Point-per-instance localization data
▽

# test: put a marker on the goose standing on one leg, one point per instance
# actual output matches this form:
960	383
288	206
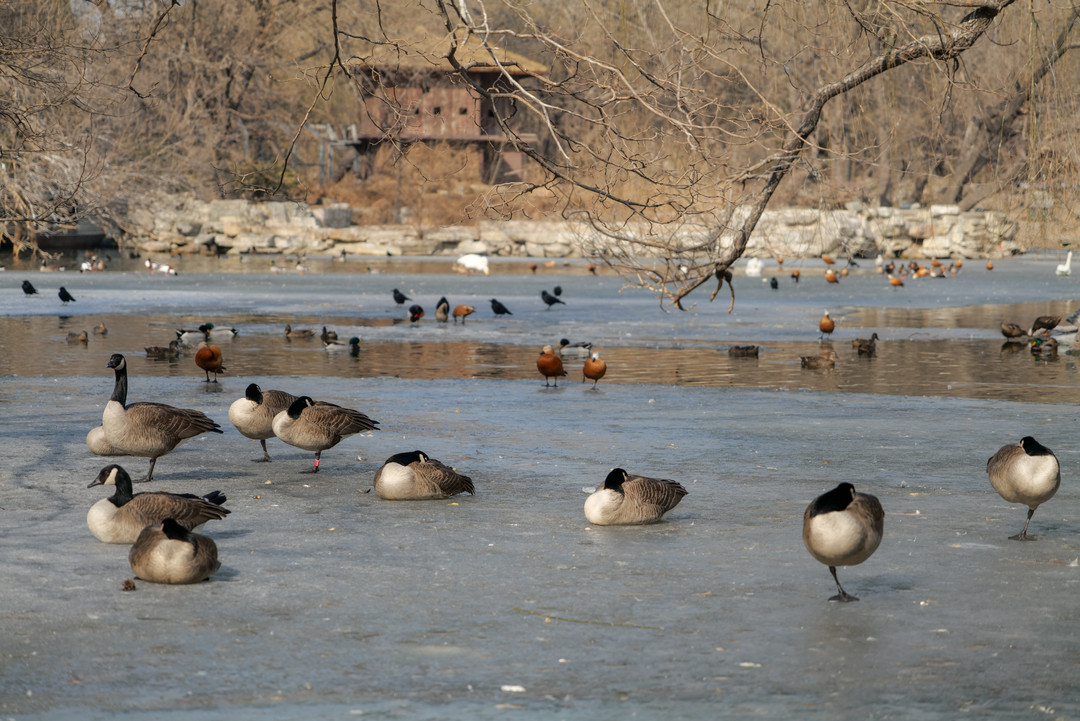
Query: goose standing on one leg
1025	473
842	528
315	426
623	500
169	553
122	516
415	476
147	430
254	413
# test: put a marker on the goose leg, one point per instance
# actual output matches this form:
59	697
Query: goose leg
1023	534
266	456
842	596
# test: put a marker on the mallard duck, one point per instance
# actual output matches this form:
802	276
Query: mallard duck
169	553
417	476
254	413
123	515
147	430
315	426
550	365
1025	473
623	499
842	528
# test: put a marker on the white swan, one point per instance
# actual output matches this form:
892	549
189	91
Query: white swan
1065	269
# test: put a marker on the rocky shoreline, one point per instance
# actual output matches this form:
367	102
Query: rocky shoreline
185	226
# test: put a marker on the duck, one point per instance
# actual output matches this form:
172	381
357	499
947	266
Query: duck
1012	330
568	350
550	365
462	312
865	345
190	336
123	515
626	500
550	299
1026	473
299	334
826	359
743	352
208	357
316	426
826	325
253	415
1047	323
1066	268
842	528
169	553
145	429
97	444
443	310
171	352
352	345
416	476
593	369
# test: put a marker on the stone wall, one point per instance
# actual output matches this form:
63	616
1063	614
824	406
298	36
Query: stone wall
186	226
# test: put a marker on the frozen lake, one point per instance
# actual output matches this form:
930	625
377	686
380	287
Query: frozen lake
334	603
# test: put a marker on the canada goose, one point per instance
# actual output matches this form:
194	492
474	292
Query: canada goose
170	353
415	476
254	413
550	299
826	325
1025	473
169	553
550	365
335	345
842	528
315	426
1012	330
1047	323
1066	268
865	345
443	310
623	499
593	369
743	351
97	444
299	334
147	430
122	516
826	359
462	312
568	350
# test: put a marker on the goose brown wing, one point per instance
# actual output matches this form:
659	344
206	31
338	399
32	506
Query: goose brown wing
437	477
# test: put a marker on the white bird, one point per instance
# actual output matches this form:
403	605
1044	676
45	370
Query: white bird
473	263
1066	268
1025	473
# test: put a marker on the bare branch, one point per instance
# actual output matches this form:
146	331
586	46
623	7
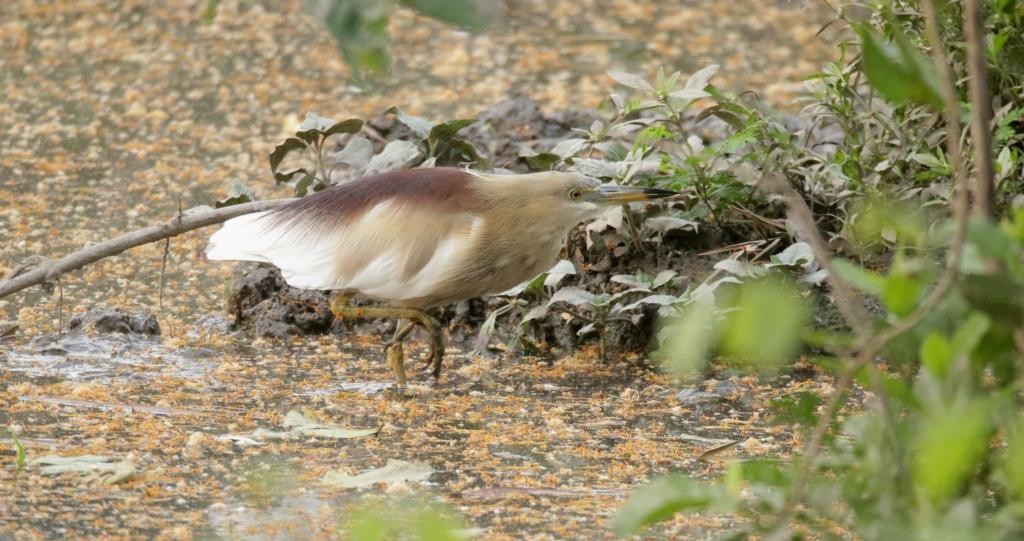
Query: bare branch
49	271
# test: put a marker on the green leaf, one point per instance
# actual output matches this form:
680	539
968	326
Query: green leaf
798	408
937	354
686	340
901	293
236	196
210	11
432	525
574	296
287	176
420	126
662	499
859	278
899	71
731	114
345	126
281	151
949	449
997	295
765	323
359	28
1013	463
630	80
302	188
765	471
471	14
446	130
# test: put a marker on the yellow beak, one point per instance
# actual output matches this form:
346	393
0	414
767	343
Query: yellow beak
617	195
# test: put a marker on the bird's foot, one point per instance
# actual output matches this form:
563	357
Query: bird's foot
396	360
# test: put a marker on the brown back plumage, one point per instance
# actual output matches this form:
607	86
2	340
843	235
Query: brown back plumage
443	189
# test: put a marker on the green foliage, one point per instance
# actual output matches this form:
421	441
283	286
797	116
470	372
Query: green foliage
764	323
666	497
359	27
20	457
403	519
898	70
938	452
322	163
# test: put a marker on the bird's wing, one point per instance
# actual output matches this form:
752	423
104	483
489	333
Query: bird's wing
395	247
392	251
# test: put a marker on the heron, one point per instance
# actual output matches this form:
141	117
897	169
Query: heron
417	239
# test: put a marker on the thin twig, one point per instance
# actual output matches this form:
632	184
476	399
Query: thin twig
48	272
59	308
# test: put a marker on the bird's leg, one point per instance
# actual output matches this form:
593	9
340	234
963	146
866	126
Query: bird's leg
395	352
393	349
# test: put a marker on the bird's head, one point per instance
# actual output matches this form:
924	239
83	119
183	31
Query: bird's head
578	197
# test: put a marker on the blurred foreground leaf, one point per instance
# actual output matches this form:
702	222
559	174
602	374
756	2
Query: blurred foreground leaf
950	447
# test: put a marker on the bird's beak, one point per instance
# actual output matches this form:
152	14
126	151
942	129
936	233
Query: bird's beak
617	195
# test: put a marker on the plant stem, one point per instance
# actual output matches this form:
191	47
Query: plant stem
977	69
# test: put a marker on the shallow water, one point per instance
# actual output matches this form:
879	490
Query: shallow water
117	114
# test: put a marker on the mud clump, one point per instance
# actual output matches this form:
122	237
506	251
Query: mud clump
107	321
262	303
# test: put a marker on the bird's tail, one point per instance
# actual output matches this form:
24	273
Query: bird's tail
241	239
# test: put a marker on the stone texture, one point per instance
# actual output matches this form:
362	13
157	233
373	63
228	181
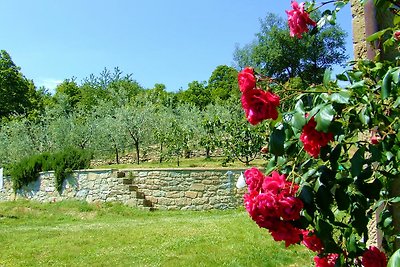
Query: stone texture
158	189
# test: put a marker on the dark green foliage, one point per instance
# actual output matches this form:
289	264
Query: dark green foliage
68	160
63	162
26	171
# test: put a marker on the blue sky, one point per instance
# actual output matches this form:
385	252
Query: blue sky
172	42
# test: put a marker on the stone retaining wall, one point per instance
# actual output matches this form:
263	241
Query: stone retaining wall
185	189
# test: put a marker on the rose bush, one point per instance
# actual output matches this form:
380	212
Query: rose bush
333	154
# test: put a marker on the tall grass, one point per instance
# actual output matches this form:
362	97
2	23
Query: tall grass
79	234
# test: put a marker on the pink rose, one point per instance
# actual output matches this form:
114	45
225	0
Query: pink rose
373	257
298	20
246	79
274	183
375	137
261	208
396	35
284	231
278	185
250	203
267	205
260	105
327	261
289	208
314	140
254	179
311	241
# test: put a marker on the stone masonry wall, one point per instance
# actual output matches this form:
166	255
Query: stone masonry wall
184	189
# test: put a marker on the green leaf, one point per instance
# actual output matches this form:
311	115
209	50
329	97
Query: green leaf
324	118
394	260
335	154
364	116
299	107
357	162
394	199
396	73
307	195
358	84
386	85
342	97
277	142
298	120
324	229
352	244
376	35
342	77
324	198
270	166
342	199
327	76
396	20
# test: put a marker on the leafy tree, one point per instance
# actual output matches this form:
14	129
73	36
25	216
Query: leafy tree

△

EXERCISE DIRECTIONS
Pictures omitted, give the entries again exactly.

SOLUTION FOR THIS EXERCISE
# test: put a marker on the goose standing on one leg, one point per instance
# actual output matches this form:
960	383
288	206
Query: goose standing on one leg
1025	473
842	528
315	426
623	500
169	553
122	516
415	476
147	430
254	413
# test: put a marker on the goose leg, one point per instance
# actual output matches this form:
59	697
Query: goose leg
1023	534
266	456
842	596
# test: put a marker on the mallard duck, one point per instance
# actual output matches this form:
802	276
Query: mallard duck
169	553
417	476
254	413
123	515
147	430
315	426
550	365
1025	473
623	499
842	528
# test: put a marker on the white swan, one point per instance
# actual output matches this form:
892	549
189	91
Query: white swan
1065	269
# test: put a marker on the rocky shoreline, one point per instance
# actual output matches this form:
367	102
Query: rocky shoreline
185	226
# test: put a marker on the duck, one point per instance
# actual output matches this form:
172	381
357	499
947	266
Query: duck
1012	330
568	350
550	365
462	312
865	345
190	336
123	515
626	500
550	299
1026	473
299	334
826	359
743	352
208	357
316	426
826	325
253	415
1047	323
1066	268
842	528
169	553
145	429
97	444
443	310
171	352
352	345
416	476
593	369
# test: put a marker on the stone wall, one point per instance
# actual output matches this form:
63	616
1063	614
824	406
298	36
Query: stone wall
186	226
# test: put a marker on the frozen lake, one point per instance
# actual output matches this form:
930	625
377	686
380	287
Query: frozen lake
334	603
# test: put a marker on the canada goose, one point per instance
# actual output matches this form:
194	492
474	292
Query: canada goose
170	353
415	476
254	413
550	299
826	325
1025	473
169	553
550	365
335	345
842	528
315	426
1012	330
1047	323
1066	268
865	345
443	310
623	499
593	369
743	351
97	444
299	334
147	430
122	516
826	359
462	312
568	350
# test: put a marker on the goose brown wing, one point per instance
# actual output matches this form:
659	344
206	31
338	399
32	506
Query: goose brown wing
437	477
# test: put a marker on the white bird, one point per instance
# actual output matches this form:
403	605
1044	676
45	370
Query: white bird
473	263
1066	268
1025	473
# test: put a marker on the bare branch, one point per instance
# actual output matches this form:
146	331
586	46
623	7
Query: bare branch
49	271
# test: put a marker on the green leaf, one point per instance
# actual output matches this form:
680	539
968	326
Query: green leaf
798	408
937	354
686	340
901	293
236	196
210	11
432	525
574	296
287	176
420	126
662	499
859	278
899	71
731	114
345	126
281	151
949	449
997	295
765	323
359	28
1013	463
630	80
302	188
765	471
471	14
446	130
# test: put a marker on the yellow beak, one point per instance
# actual output matches this form:
346	393
0	414
767	343
Query: yellow beak
617	195
# test: put a marker on the bird's foot, one point per instance
# actual output matches this form:
563	357
Query: bird's foot
396	360
# test: put a marker on the brown back plumage, one point per instance
# actual output matches this form:
607	86
2	340
843	235
Query: brown back plumage
443	189
# test: put a marker on the green foliage, one point per instance
# actual output matches this form:
421	441
283	286
797	116
470	372
Query: green foliage
764	323
666	497
359	27
20	457
403	519
898	70
938	452
322	163
# test: put a marker on the bird's wing, one point per instance
# actual output matches this form:
752	423
104	483
489	333
Query: bird's wing
395	247
392	251
# test: put a marker on the heron, one point per instance
# actual output matches this form:
141	117
897	169
Query: heron
417	239
# test: put a marker on the thin twig, one point per instance
# actual output matches this form:
632	184
476	399
Query: thin twig
48	272
59	308
# test: put a marker on the bird's leg, one point per instance
# actual output matches this form:
593	9
340	234
963	146
866	126
Query: bird's leg
395	352
393	349
# test: put a marker on the bird's head, one point per instance
# actual output matches this form:
924	239
83	119
183	31
Query: bird's head
578	197
# test: put a marker on the blurred foreground leaf, one point per instance
# actual output matches this form:
702	222
559	174
602	374
756	2
Query: blurred foreground leaf
950	447
# test: put a marker on the bird's beak, one point per instance
# actual output matches this form:
152	14
126	151
942	129
936	233
Query: bird's beak
617	195
# test: put a marker on the plant stem, one point per instance
# actual output matches this form:
191	47
Query: plant stem
977	69
# test: put a marker on the shallow water, one point per instance
# actual output matches this form:
879	490
Query: shallow water
117	114
# test: put a marker on the mud clump, one point per instance
# actual output matches this form:
122	237
506	251
Query: mud clump
107	321
262	303
# test: put a marker on the bird's tail, one point per instance
# actual output matches this form:
24	273
Query: bird's tail
241	239
# test: put a marker on the stone texture, one point per instance
# actual output matches this form:
362	13
157	233
373	63
228	181
Query: stone texture
158	189
# test: put a marker on the dark green foliage, one point per instance
# actual output matches this form:
289	264
Query: dark green foliage
68	160
63	162
26	171
# test: put a marker on the blue sky, one point per instance
# actual output matches this form:
385	252
Query: blue sky
172	42
# test: put a marker on the stone retaining wall, one point per instance
# actual output matches this form:
263	241
Query: stone retaining wall
185	189
# test: put a marker on the rose bush, one point per instance
# actual output matches this form:
380	212
Query: rose bush
333	154
# test: put a marker on the tall grass, one point per instance
# actual output matches this form:
362	97
2	23
Query: tall grass
79	234
# test: put a marker on the pink rose, one point per instance
# actual output matches this form:
114	45
225	0
Query: pink rose
373	257
298	20
246	79
274	183
375	137
261	208
396	35
284	231
278	185
250	203
267	205
260	105
327	261
289	208
314	140
254	179
311	241
# test: put a marker on the stone masonry wall, one point per instance
# actual output matches this form:
166	255
Query: stone masonry wall
184	189
# test: put a marker on the green leaf, one point per instance
# actual output matches this form:
311	115
209	50
329	97
Query: green leaf
324	118
394	260
335	154
364	116
299	107
357	162
394	199
396	73
307	195
358	84
386	85
342	97
277	142
298	120
324	229
352	244
376	35
342	77
324	198
270	166
342	199
327	76
396	20
# test: put a marker on the leafy tree, one point per instance
# actual output matches this form:
14	129
73	36
25	216
Query: leafy tree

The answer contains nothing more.